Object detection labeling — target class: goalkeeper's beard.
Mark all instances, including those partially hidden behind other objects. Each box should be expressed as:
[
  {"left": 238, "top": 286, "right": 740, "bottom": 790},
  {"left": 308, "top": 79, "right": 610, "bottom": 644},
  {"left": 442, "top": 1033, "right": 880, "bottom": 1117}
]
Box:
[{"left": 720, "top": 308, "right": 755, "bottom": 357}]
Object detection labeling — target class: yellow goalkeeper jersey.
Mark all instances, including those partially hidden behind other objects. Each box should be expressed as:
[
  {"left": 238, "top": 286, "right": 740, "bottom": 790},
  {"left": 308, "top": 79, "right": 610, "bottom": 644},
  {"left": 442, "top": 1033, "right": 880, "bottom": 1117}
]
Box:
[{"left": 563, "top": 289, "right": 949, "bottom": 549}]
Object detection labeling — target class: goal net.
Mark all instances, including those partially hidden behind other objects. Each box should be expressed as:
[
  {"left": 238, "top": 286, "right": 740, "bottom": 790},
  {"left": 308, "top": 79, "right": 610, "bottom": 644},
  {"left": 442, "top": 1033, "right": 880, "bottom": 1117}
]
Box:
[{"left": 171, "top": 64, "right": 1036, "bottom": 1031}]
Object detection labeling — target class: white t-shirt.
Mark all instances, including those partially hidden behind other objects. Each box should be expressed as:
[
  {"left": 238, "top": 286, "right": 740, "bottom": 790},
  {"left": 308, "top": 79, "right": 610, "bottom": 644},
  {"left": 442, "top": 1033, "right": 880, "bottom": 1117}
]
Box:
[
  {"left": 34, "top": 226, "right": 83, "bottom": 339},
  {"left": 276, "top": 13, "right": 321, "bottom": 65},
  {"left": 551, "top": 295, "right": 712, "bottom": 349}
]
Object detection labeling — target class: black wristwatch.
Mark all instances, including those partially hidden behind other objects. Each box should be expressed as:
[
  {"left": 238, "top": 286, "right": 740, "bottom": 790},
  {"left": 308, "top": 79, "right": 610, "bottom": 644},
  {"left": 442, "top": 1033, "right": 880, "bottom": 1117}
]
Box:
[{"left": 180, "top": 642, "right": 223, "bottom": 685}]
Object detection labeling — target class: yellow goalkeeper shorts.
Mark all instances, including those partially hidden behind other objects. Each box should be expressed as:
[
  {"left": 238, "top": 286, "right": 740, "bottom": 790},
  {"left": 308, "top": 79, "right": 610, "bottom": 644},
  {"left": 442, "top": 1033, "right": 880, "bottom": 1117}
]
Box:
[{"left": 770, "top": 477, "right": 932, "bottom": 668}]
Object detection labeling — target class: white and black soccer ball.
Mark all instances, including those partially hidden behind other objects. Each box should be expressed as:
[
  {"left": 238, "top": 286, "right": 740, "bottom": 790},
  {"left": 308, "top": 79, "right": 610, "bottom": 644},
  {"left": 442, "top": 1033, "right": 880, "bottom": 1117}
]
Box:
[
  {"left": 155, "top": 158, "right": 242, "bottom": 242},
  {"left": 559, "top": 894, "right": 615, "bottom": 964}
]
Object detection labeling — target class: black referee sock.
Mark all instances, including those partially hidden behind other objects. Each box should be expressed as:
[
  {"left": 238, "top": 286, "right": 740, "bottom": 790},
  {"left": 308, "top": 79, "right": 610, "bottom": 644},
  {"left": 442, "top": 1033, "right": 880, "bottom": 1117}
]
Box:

YOUR GOAL -
Convert all of the entries above into a JSON list of strings, one string for each line, leaving out any blank lines.

EXERCISE SOLUTION -
[
  "Object detection labeling — target class: goalkeeper's beard.",
  "Mark all instances, including those partially hidden behind other objects. Each box should be expressed as:",
  "[",
  "  {\"left\": 238, \"top\": 286, \"right\": 740, \"bottom\": 790},",
  "  {\"left\": 308, \"top\": 79, \"right\": 610, \"bottom\": 644},",
  "  {\"left\": 442, \"top\": 1033, \"right\": 880, \"bottom\": 1117}",
  "]",
  "Box:",
  "[{\"left\": 720, \"top\": 308, \"right\": 755, \"bottom\": 357}]",
  "Object detection labeling — target class: yellow goalkeeper jersey.",
  "Mark all instances, including those partially hidden behind other objects. Each box should be expressed as:",
  "[",
  "  {\"left\": 238, \"top\": 286, \"right\": 740, \"bottom\": 790},",
  "  {\"left\": 308, \"top\": 79, \"right\": 610, \"bottom\": 644},",
  "  {\"left\": 442, \"top\": 1033, \"right\": 880, \"bottom\": 1117}",
  "]",
  "Box:",
  "[{\"left\": 563, \"top\": 289, \"right\": 949, \"bottom\": 549}]",
  "Object detection labeling — target class: goal net.",
  "Mark all instances, including those partially hidden behind other objects. Each box should be expressed as:",
  "[",
  "  {\"left\": 238, \"top\": 286, \"right\": 740, \"bottom\": 790},",
  "  {\"left\": 308, \"top\": 79, \"right\": 610, \"bottom\": 644},",
  "  {\"left\": 442, \"top\": 1033, \"right\": 880, \"bottom\": 1117}",
  "]",
  "Box:",
  "[{\"left\": 171, \"top\": 64, \"right\": 1036, \"bottom\": 1031}]",
  "Object detection labeling — target class: white t-shirt.",
  "Mark all instances, including those partially hidden behind other objects. Each box should be expressed as:",
  "[",
  "  {\"left\": 238, \"top\": 286, \"right\": 740, \"bottom\": 790},",
  "  {\"left\": 308, \"top\": 79, \"right\": 610, \"bottom\": 644},",
  "  {\"left\": 442, \"top\": 1033, \"right\": 880, \"bottom\": 1117}",
  "]",
  "Box:",
  "[",
  "  {\"left\": 34, \"top\": 226, \"right\": 83, \"bottom\": 339},",
  "  {\"left\": 276, \"top\": 13, \"right\": 321, \"bottom\": 65},",
  "  {\"left\": 551, \"top\": 295, \"right\": 712, \"bottom\": 349}",
  "]",
  "Object detection labeling — target class: black wristwatch.",
  "Mark all instances, including those partially hidden behind other objects. Each box should be expressed as:",
  "[",
  "  {\"left\": 238, \"top\": 286, \"right\": 740, \"bottom\": 790},",
  "  {\"left\": 308, \"top\": 79, \"right\": 610, \"bottom\": 644},",
  "  {\"left\": 442, \"top\": 1033, \"right\": 880, \"bottom\": 1117}",
  "]",
  "Box:",
  "[{\"left\": 180, \"top\": 642, \"right\": 223, \"bottom\": 685}]",
  "Object detection labeling — target class: yellow goalkeeper shorts.",
  "Mark all instances, including those partially hidden behind other objects. Each box should be expressed as:",
  "[",
  "  {\"left\": 238, \"top\": 286, \"right\": 740, \"bottom\": 790},",
  "  {\"left\": 308, \"top\": 79, \"right\": 610, \"bottom\": 644},",
  "  {\"left\": 442, \"top\": 1033, \"right\": 880, \"bottom\": 1117}",
  "]",
  "Box:",
  "[{\"left\": 770, \"top\": 477, \"right\": 932, \"bottom\": 668}]",
  "Object detection labeling — target class: white and black soccer ball.",
  "Mark all instances, including those partially hidden behind other objects. Each box should be expressed as:",
  "[",
  "  {\"left\": 238, \"top\": 286, \"right\": 740, \"bottom\": 790},",
  "  {\"left\": 308, \"top\": 79, \"right\": 610, \"bottom\": 644},",
  "  {\"left\": 442, \"top\": 1033, \"right\": 880, \"bottom\": 1117}",
  "]",
  "Box:",
  "[",
  "  {\"left\": 155, \"top\": 158, \"right\": 242, \"bottom\": 242},",
  "  {\"left\": 559, \"top\": 894, \"right\": 615, \"bottom\": 964}",
  "]",
  "Object detection labeling — target class: black referee sock.",
  "Mark all instances, including those partially hidden behind other objects. Each box should be expressed as:",
  "[",
  "  {\"left\": 238, \"top\": 286, \"right\": 740, \"bottom\": 790},",
  "  {\"left\": 308, \"top\": 79, \"right\": 610, \"bottom\": 644},",
  "  {\"left\": 442, \"top\": 1033, \"right\": 880, \"bottom\": 1117}",
  "]",
  "Box:"
]